> _Problem_
The full set of records must be printed exactly as given.

> _Supplied material_
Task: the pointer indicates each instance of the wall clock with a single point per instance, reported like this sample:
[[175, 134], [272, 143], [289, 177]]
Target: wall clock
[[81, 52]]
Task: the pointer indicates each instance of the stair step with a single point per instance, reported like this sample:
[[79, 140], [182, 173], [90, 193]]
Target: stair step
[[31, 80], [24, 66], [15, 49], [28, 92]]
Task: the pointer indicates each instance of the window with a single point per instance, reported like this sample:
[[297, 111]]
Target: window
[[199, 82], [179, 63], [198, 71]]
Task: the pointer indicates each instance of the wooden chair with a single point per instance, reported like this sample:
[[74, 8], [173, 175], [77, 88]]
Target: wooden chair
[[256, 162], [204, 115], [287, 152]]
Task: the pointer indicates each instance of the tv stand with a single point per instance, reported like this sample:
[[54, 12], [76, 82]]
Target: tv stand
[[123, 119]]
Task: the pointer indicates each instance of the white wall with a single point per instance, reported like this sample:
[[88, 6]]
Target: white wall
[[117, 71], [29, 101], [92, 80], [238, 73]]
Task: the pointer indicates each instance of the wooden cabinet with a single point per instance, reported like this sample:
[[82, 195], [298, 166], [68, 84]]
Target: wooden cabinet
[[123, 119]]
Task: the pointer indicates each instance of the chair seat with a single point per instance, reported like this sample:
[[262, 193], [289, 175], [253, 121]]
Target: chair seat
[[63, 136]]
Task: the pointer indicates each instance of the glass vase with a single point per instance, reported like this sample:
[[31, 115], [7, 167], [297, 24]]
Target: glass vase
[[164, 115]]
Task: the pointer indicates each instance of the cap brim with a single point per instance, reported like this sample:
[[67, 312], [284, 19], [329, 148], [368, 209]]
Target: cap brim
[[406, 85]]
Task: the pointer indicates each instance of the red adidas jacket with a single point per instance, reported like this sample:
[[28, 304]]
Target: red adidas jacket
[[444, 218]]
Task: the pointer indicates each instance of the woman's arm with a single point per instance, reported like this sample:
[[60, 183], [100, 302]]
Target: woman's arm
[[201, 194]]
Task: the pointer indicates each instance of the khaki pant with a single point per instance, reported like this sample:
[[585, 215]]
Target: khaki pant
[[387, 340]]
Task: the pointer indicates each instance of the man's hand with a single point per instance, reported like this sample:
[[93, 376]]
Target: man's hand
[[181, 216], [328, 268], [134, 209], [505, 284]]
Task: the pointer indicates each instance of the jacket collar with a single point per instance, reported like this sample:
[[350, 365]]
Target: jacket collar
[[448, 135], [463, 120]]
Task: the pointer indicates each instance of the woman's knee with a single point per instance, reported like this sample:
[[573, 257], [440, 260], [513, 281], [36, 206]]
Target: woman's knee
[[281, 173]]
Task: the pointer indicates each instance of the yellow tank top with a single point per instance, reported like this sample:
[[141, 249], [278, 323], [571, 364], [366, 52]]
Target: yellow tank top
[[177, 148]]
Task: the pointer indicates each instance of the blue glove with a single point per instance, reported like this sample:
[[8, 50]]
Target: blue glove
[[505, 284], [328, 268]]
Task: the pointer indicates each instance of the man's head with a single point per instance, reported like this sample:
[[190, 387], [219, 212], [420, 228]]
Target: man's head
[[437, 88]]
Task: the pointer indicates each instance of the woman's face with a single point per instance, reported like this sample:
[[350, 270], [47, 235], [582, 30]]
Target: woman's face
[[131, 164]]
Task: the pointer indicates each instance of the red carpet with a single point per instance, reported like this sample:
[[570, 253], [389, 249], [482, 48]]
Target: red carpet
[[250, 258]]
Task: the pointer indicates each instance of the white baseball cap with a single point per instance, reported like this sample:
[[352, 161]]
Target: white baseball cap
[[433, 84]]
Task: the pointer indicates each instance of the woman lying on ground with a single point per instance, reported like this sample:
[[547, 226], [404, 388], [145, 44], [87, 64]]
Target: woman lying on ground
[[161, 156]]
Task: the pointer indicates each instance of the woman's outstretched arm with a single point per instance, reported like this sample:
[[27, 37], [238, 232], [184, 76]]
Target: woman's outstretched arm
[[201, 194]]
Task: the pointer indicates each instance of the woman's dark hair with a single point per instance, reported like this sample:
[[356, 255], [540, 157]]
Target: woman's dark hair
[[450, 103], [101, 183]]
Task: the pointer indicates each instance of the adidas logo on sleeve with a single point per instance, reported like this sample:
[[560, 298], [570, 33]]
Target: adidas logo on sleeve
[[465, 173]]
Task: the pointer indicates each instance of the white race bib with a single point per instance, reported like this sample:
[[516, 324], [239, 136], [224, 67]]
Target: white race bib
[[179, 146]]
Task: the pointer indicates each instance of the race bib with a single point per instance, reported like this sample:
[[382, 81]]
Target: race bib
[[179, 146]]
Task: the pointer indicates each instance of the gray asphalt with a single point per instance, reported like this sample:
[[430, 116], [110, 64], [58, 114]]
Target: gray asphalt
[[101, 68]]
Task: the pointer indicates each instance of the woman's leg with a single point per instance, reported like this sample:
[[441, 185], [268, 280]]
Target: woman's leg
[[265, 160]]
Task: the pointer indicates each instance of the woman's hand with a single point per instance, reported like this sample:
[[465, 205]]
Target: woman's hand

> _Task answer_
Task: the pointer indicates each instance of the wall clock with a single point per instance, reported like this sample:
[[175, 134], [272, 143], [289, 177]]
Target: wall clock
[[81, 52]]
Task: the pointer indicates each instance of the stair step with a single point per instance, reported like this sample:
[[79, 140], [182, 173], [90, 193]]
Target: stair step
[[31, 80], [24, 66], [15, 49], [28, 92]]
Task: the pointer indicates each instance of the window with a single point per instance, reported like this sample:
[[297, 111]]
Target: window
[[199, 82], [179, 63], [198, 71]]
Task: the pointer indicates each instance of the wooden chair with a single point per instance, reported like this sample:
[[74, 8], [173, 175], [77, 88]]
Target: wooden chair
[[256, 162], [204, 115], [287, 152]]
Task: the pointer indicates each instance of the tv stand with a single point per instance, reported like this sample:
[[54, 12], [76, 82]]
Target: tv stand
[[123, 119]]
Task: the pointer indicates each instance of the white wall with a single point per instance, reported like this sample:
[[88, 6]]
Target: white wall
[[117, 71], [29, 101], [92, 80], [238, 73]]
Task: the pointer indicates each instance of the wooden cabinet with a single point per instance, reported like this sample:
[[82, 195], [298, 166], [68, 84]]
Target: wooden cabinet
[[123, 119]]
Task: the pointer indicates each instance of the chair seat with a single point per instance, reported like this sample:
[[262, 193], [289, 175], [253, 121]]
Target: chair seat
[[63, 136]]
Task: the pointer indicates each instance of the glass vase with a single point per instance, reported like this sample:
[[31, 115], [7, 167], [297, 24]]
Target: glass vase
[[164, 115]]
Task: the pointer indicates each instance of the cap brim with a single point per instance, reported like this sample:
[[67, 312], [284, 19], [329, 148], [368, 209]]
Target: cap brim
[[406, 85]]
Task: the pointer indicates each instance of the red adidas jacket with a single point per instance, reported like this sample:
[[28, 304]]
Target: red adidas jacket
[[444, 218]]
Task: the pointer indicates each instance of the woman's arm with a single point per instance, reported like this sample:
[[60, 183], [100, 302]]
Target: woman's arm
[[201, 194]]
Task: the pointer indicates each instance of the khaki pant with a single point per instance, reported like this sample:
[[585, 215]]
Target: khaki pant
[[387, 340]]
Task: the pointer indicates each instance of the man's hand with a single point per instance, reported like this sample:
[[93, 376]]
Target: man's hand
[[181, 216], [328, 268], [134, 209], [505, 284]]
Task: the pointer indicates each instance of the jacket collar with a single point per instance, reported like this sample:
[[350, 365]]
Target: jacket collar
[[448, 135], [463, 120]]
Task: the pointer indicates each instance of the woman's knee with a single point per instance, reported like this sample:
[[573, 257], [440, 260], [513, 281], [36, 206]]
Target: woman's knee
[[281, 173]]
Task: the pointer indicates each instance of the yellow tank top with a single point per instance, reported like this sample:
[[141, 249], [278, 323], [571, 364], [366, 52]]
Target: yellow tank top
[[177, 148]]
Task: the pointer indicates each instance of the blue glove with a single point per instance, reported like this sample:
[[8, 50]]
Target: blue glove
[[505, 284], [328, 268]]
Task: the pointer indicates each instance of the man's head with a single point per instance, reported like this sample:
[[190, 387], [219, 212], [420, 228]]
Target: man's head
[[437, 88]]
Task: the pointer indicates each instance of the woman's face with a single point per instance, reported like this sample:
[[350, 270], [47, 235], [582, 30]]
Target: woman's face
[[131, 164]]
Task: the pointer indicates each instance of the red carpet with a single point per instance, reported like this sample:
[[570, 253], [389, 249], [482, 48]]
Target: red carpet
[[250, 258]]
Task: the pointer indicates each instance of the white baseball cap with a single point per instance, reported like this sample:
[[352, 161]]
Target: white baseball cap
[[433, 84]]
Task: the pointer indicates each instance of the woman lying on ground with a single point per instance, reported like this sample:
[[547, 226], [404, 388], [145, 44], [87, 64]]
Target: woman lying on ground
[[161, 156]]
Task: the pointer indicates each instance of the woman's outstretched arm with a single point per instance, reported like this sample:
[[27, 37], [238, 232], [184, 76]]
Target: woman's outstretched arm
[[201, 194]]
Task: the pointer indicates each instance of the woman's dark hair with a single point per instance, reported like this sample:
[[356, 255], [540, 157]]
Target: woman's dark hair
[[450, 103], [101, 183]]
Task: the pointer indicates each instance of the adidas logo on sleeve with a single point per instance, reported like this sample:
[[560, 298], [570, 33]]
Target: adidas logo on sleeve
[[465, 173]]
Task: the pointer indicates each instance of the white race bib with a single point per instance, reported like this sample:
[[516, 324], [239, 136], [224, 67]]
Target: white race bib
[[179, 146]]
Task: the pointer indicates each instance of the race bib with a single point per instance, reported like this sample:
[[382, 81]]
Target: race bib
[[179, 146]]
Task: the pointer indicates each instance of the gray asphalt with a single point per instance, reported like this sample:
[[430, 116], [110, 64], [58, 114]]
Target: gray asphalt
[[101, 68]]
Task: the pointer indicates each instance of the woman's leg with a single point per instance, reported like this sample:
[[441, 185], [268, 280]]
Target: woman's leg
[[265, 160]]
Task: the pointer indicates each instance of the woman's hand with a single point per instance, reported like this sample:
[[465, 205]]
Target: woman's hand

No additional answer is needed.